A block of data

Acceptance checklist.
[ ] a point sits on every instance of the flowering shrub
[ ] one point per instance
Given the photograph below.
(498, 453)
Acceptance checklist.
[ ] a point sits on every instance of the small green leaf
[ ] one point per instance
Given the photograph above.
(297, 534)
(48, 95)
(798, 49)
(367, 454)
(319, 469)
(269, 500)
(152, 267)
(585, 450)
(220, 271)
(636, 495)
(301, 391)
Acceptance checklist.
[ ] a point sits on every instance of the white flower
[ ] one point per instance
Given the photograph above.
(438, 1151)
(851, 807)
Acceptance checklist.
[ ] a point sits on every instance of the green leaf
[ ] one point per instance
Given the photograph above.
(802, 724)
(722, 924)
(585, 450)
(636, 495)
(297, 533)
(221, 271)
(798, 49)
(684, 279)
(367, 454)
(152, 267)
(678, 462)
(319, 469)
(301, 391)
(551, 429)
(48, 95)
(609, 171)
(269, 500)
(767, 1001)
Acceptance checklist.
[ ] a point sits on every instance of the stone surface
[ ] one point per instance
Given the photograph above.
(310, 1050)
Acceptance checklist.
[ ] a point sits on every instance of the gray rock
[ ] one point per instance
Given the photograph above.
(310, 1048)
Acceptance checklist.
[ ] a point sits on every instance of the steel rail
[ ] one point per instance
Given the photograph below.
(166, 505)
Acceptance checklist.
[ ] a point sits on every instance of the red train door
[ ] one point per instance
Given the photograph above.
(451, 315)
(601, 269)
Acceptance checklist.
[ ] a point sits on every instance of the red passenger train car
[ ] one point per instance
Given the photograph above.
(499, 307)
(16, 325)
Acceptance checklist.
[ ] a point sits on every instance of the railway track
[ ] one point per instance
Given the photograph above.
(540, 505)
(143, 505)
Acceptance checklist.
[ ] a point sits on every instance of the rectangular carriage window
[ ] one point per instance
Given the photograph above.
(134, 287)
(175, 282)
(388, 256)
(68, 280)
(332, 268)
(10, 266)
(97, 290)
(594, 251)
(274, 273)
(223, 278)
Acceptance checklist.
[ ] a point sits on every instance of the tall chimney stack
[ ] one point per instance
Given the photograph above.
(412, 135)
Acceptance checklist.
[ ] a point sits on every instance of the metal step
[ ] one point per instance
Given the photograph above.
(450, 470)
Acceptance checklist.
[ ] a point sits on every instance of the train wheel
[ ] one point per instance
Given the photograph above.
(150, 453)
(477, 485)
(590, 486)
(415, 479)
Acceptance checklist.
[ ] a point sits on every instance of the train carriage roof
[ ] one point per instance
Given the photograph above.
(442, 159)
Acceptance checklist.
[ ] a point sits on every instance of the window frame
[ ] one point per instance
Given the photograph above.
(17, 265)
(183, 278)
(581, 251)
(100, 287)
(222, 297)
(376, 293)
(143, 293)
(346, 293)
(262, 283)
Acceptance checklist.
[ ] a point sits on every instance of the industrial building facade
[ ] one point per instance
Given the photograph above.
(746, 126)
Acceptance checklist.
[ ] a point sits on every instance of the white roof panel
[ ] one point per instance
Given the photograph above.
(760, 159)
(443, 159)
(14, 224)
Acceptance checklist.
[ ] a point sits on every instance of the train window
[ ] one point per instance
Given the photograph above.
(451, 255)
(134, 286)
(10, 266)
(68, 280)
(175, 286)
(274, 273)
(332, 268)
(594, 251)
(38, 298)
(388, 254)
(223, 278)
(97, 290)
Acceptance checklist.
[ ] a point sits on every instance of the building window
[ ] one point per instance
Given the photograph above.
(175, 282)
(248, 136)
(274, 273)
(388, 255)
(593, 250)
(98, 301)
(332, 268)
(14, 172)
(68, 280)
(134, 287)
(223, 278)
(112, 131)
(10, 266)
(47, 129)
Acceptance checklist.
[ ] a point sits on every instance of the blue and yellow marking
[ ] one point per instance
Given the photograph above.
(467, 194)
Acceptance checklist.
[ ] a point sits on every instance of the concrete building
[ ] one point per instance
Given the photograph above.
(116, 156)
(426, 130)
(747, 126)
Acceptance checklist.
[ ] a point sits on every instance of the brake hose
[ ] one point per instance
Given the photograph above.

To be done
Repeat back the data above, exact to the last character.

Response to the exercise
Acceptance checklist.
[ ] a point sits on every instance of the flowering shrub
[ ] one point per instance
Given the photograph below.
(498, 453)
Acceptance checklist.
[ ] a point sits on every instance of the small green leaf
[ ] one point per instance
Given the photograph above.
(297, 534)
(48, 95)
(798, 49)
(367, 454)
(319, 469)
(269, 500)
(152, 267)
(585, 450)
(220, 271)
(636, 495)
(301, 391)
Acceptance checklist.
[ ] a point sits on every instance of the white flower
[ ] one point per instance
Given the photograph above.
(438, 1151)
(851, 807)
Acceptance checklist.
[ ] a point sits on every instance of the green leaf
[ ] one point per instance
Given the photograph above.
(802, 724)
(722, 924)
(585, 450)
(636, 495)
(297, 533)
(221, 271)
(798, 49)
(684, 279)
(367, 454)
(152, 267)
(678, 462)
(319, 469)
(301, 391)
(551, 429)
(48, 95)
(609, 171)
(269, 500)
(767, 1001)
Acceptance checklist.
[ ] a point sits on every instance of the stone surface
[ ] one point per instance
Given the photograph above.
(310, 1050)
Acceptance checklist.
[ ] a point sits on every instance of the gray rock
[ ] one point per instance
Given the photograph above.
(310, 1048)
Acceptance checklist.
[ ] a point sits on every instance of the steel rail
[ ] one point per instance
Given the photograph below.
(166, 505)
Acceptance checklist.
[ ] a point sits on every instance of the red train door
[ ] one point per instance
Given the photograph above.
(451, 315)
(601, 269)
Acceptance checklist.
[ ] a point sits on every instance of the red passenger train car
[ ] one point per instance
Given the photograph above.
(499, 307)
(16, 325)
Acceptance checklist.
[ ] a point sits on every instance of the railway track
[ ] one point per instance
Given the photograph above.
(540, 505)
(143, 505)
Acceptance checklist.
[ ] a point sits on every instance of the rectangular carriage window
[ ] one point per instance
Given the photograph above.
(134, 287)
(175, 282)
(388, 256)
(68, 280)
(332, 268)
(10, 266)
(97, 290)
(594, 251)
(274, 273)
(223, 278)
Acceptance checklist.
[ ] a point sits on every instance of the tall chimney stack
[ ] one point per instance
Given the photograph above.
(412, 135)
Acceptance checklist.
[ ] a point sits on every instance of the metal step
[ ] one point per instance
Given the photograph above.
(450, 470)
Acceptance checklist.
[ ] a point sits on every instance of the train wheel
[ ] one point per instance
Given the photograph above.
(150, 453)
(477, 485)
(590, 486)
(415, 479)
Acceptance checklist.
[ ] a point sits on every instance of the train carriage roof
[ ] one point per instance
Given the photograph above.
(442, 159)
Acceptance checklist.
[ ] a point sits on every instance of the window frame
[ ] one point per instance
Given the photograph above.
(17, 265)
(183, 278)
(581, 251)
(100, 287)
(222, 297)
(376, 293)
(143, 293)
(346, 293)
(262, 283)
Acceptance checklist.
[ ] a point sits on every instance of the industrial building facade
[ ] one point per instance
Given the photograph above.
(746, 126)
Acceptance checklist.
[ ] a point sits on every instance of the white roof panel
[ ] one point per instance
Given the photograph above.
(760, 159)
(443, 159)
(14, 224)
Acceptance checklist.
[ ] a point sits on every instance of the train window
[ ] one point per instance
Given the photograph above.
(451, 255)
(134, 286)
(10, 266)
(68, 280)
(175, 286)
(274, 273)
(332, 268)
(594, 251)
(38, 298)
(388, 254)
(223, 278)
(97, 290)
Acceptance checklist.
[ ] a point sits on every instance of the building window
[ ] one point per instance
Given the photograph above.
(175, 282)
(248, 136)
(274, 273)
(388, 255)
(593, 250)
(98, 301)
(332, 268)
(14, 172)
(68, 280)
(134, 287)
(223, 278)
(112, 131)
(10, 266)
(47, 129)
Acceptance checklist.
[ ] a point sits on every instance of the blue and yellow marking
[ ] one point per instance
Given the photograph above.
(467, 194)
Acceptance checklist.
[ ] a point sits on every instance of the concrete building
[ ] one point per instance
Given the photograph above.
(116, 156)
(426, 130)
(747, 126)
Acceptance checklist.
[ ] a point sits on every instance of the brake hose
[ ] one point per instance
Given the photograph above.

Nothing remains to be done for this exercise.